◆ Brief: Arrange every line of the data below as a numbered list, with blank lines left out. Leave the pictures out of your answer.

◆ Rows:
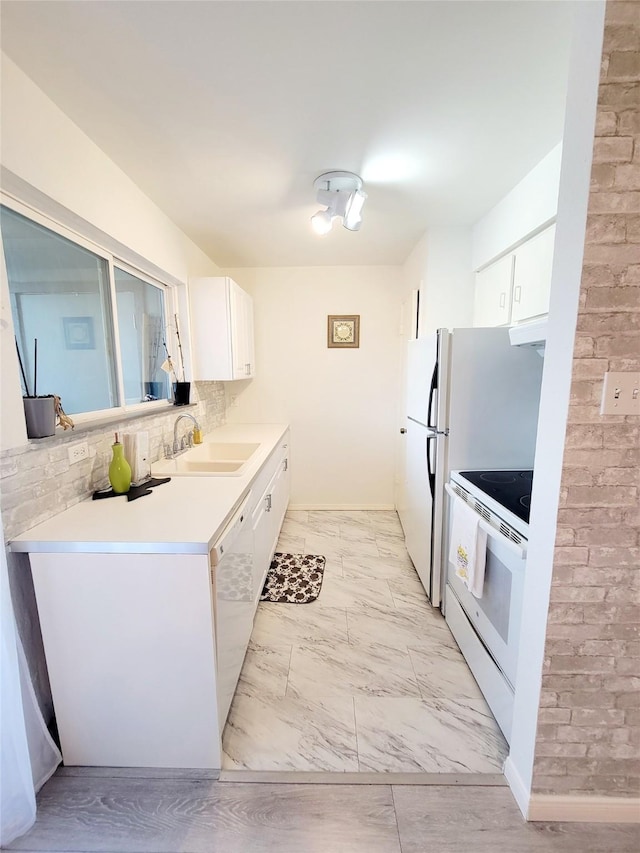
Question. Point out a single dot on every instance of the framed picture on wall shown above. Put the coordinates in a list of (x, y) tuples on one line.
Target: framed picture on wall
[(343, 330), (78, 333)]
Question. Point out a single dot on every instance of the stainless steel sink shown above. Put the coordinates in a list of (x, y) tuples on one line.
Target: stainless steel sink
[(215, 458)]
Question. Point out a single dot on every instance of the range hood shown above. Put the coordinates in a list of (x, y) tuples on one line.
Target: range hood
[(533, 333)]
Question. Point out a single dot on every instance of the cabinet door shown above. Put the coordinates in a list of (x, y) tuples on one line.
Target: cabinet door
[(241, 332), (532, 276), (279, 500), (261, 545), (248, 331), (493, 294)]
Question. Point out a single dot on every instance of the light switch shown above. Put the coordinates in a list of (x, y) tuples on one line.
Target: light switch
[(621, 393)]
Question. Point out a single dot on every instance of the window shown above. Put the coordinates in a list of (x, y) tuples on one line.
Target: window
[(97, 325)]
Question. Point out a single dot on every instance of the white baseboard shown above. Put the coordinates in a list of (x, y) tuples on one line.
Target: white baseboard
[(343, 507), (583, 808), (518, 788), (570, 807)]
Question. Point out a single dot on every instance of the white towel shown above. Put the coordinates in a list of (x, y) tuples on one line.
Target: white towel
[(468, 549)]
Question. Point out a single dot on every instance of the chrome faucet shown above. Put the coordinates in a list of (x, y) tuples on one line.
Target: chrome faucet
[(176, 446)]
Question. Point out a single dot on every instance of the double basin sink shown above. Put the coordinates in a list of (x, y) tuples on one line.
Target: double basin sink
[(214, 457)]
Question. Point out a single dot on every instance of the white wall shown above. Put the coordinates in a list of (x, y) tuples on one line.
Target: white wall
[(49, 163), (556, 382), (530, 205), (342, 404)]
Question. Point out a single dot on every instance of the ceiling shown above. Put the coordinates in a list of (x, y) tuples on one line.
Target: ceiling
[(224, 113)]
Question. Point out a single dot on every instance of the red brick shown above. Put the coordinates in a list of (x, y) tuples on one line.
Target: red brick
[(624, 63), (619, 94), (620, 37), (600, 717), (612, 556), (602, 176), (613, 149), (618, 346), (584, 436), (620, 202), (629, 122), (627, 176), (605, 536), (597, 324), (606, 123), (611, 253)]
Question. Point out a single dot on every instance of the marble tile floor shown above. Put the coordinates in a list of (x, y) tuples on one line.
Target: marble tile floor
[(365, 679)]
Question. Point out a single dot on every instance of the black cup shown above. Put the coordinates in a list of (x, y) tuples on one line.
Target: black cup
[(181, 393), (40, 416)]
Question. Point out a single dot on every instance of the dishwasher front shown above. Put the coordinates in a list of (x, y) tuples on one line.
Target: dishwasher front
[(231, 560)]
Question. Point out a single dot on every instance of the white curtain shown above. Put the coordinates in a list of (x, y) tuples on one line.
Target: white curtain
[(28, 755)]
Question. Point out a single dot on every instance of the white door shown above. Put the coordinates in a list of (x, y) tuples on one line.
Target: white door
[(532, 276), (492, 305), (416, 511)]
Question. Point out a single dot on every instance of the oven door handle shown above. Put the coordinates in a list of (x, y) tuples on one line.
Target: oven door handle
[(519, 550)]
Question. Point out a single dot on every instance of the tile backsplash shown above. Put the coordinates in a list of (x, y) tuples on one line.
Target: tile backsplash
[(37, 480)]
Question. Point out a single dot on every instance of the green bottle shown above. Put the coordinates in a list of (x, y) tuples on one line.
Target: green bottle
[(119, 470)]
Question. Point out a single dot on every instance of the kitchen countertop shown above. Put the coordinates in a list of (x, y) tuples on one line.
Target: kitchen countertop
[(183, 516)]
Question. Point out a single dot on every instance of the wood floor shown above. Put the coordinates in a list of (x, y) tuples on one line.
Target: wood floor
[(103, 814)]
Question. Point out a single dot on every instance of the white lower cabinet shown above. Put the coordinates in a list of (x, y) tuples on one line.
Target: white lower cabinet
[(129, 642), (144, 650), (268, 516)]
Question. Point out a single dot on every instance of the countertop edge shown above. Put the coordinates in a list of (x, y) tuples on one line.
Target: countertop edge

◆ Result:
1. Question. Point out a single dot on every instance of the framed picture on wall shown above. Put the coordinates in a list of (x, y) tuples on one line.
2. Target: framed picture on wall
3. [(343, 330), (78, 333)]
4. Question. Point out a single dot on every instance of the stainless steel sink shown above. Put the coordinates in a list of (x, y) tuples on one line.
5. Target: stainless steel sink
6. [(215, 458)]
7. Question. Point out a single dot on every instance of the range hood shown above. Put the coordinates in a list of (x, y) tuples on one line.
8. Target: range hood
9. [(533, 333)]
10. Question. Point out a single dot on every instance of the cabinet door shown above. Put the coordinates in a list of (x, y) tuples on one line.
11. Target: cabinet door
12. [(241, 332), (532, 276), (279, 500), (261, 545), (248, 331), (493, 294)]
13. Question. Point out a single dot on every instance of the light switch shown above. Put the coordinates in a list of (x, y) tuples on one line.
14. Target: light switch
15. [(621, 393)]
16. Question. Point out a single dot on every instance of the window shown above. Put the coordinates in a list of (x, y) tuples on one line.
17. Target: window
18. [(97, 325)]
19. Question. Point out a single dot on every instance of the white baseboard shown above. Put the coordinates in a list of (x, y) tuples on one line.
20. Target: white baseboard
21. [(343, 507), (583, 808), (518, 788), (570, 807)]
22. Question. Point out a single dot on every instance of the white towel shown above. Put the coordinates in a list of (x, y) tuples on one line.
23. Target: white towel
24. [(468, 549)]
25. Question. Point out a single dot on every instance of the chrome faucet shown above. Put the coordinates in a list of (x, y) tuples on one line.
26. Target: chrome faucet
27. [(176, 446)]
28. Question. Point out a single dot on every instance of the double basin sink shown above. Put the coordinates in a list of (x, y) tuples on one line.
29. Target: double basin sink
30. [(214, 457)]
31. Question. Point out a single dot on every instance of the white wall shown above. Put the coordinates in a list of (x, y) tuples on one line.
32. Target: white wall
33. [(49, 163), (556, 382), (530, 205), (342, 404)]
34. Question. Point out a single dot on every instance of the ceiling shown above. Put the coordinates in a list of (x, y) tuples on one line.
35. Target: ceiling
36. [(224, 113)]
37. Question. Point out a single dot on every instance of the red brick shown above. Put the coordinates in a list of (x, y) tuples on one line.
38. Target: red brick
39. [(624, 63), (619, 94), (620, 37), (600, 717), (612, 556), (602, 176), (613, 149), (618, 346), (584, 436), (620, 202), (629, 122), (627, 176), (605, 536), (597, 324), (606, 123), (611, 253)]
40. Question. Point out a single dot on every instance of the marble tile floor shown above. Put the coordinates in a list of (x, y) tuples on one line.
41. Target: marble tile floor
42. [(365, 679)]
43. Question. Point out a single dot on every instance of the black cup shown above. Put the coordinates in a list of (x, y) tuples on one line.
44. Target: black cup
45. [(181, 393), (40, 416)]
46. Question. Point out a single dot on every instance of the dishwasher front shown above. Put the coordinates in a list of (x, y) tuples on one line.
47. Target: dishwasher front
48. [(231, 560)]
49. Question. Point out a single dot on every instance of the white curtain shown above. Put the coordinates in a list of (x, y) tuples on one line.
50. Target: white curtain
51. [(28, 755)]
52. Question. Point out a single dot on every instance of the white door shown above. Put the coordinates in a list of (x, y) tuples on one line.
53. Target: white door
54. [(532, 276), (492, 305), (416, 511)]
55. Question. Point out a single dot on every instance of the oven door handle shown above. Put the coordinates in a list of (x, y) tuples on one line.
56. Target: oven door handle
57. [(519, 550)]
58. Question. Point out a single dot on every instance of the tile backsplash shown above. Put the coordinates in a list of (x, y) tuples on one line.
59. Target: tile backsplash
60. [(37, 480)]
61. Question. Point out a single dot on every instance of the green bottle shown above. Put the coordinates in a list of (x, y) tuples on one line.
62. Target: green bottle
63. [(119, 470)]
64. Question. Point out a single dot on every instance of the kitchen countertop shown above. Put the coordinates in a list of (x, y) tuples on one line.
65. Target: kitchen countertop
66. [(183, 516)]
67. Question. Point out a single dot on every instance of the wood floor shown above. Put the coordinates in a list of (x, y) tuples on one line.
68. Target: wood floor
69. [(103, 814)]
70. Question. Point out a single dot on every instance of the white lower cabinet shown above. Put the coordinates in a list of (x, y) tuples on one line.
71. Target: white lower cabinet
72. [(129, 642), (144, 650), (268, 516)]
73. Question. Point out a single dot on every instance of the countertop edge shown above. Put the coordinates in a list of (x, y) tuples on one line.
74. Target: countertop edge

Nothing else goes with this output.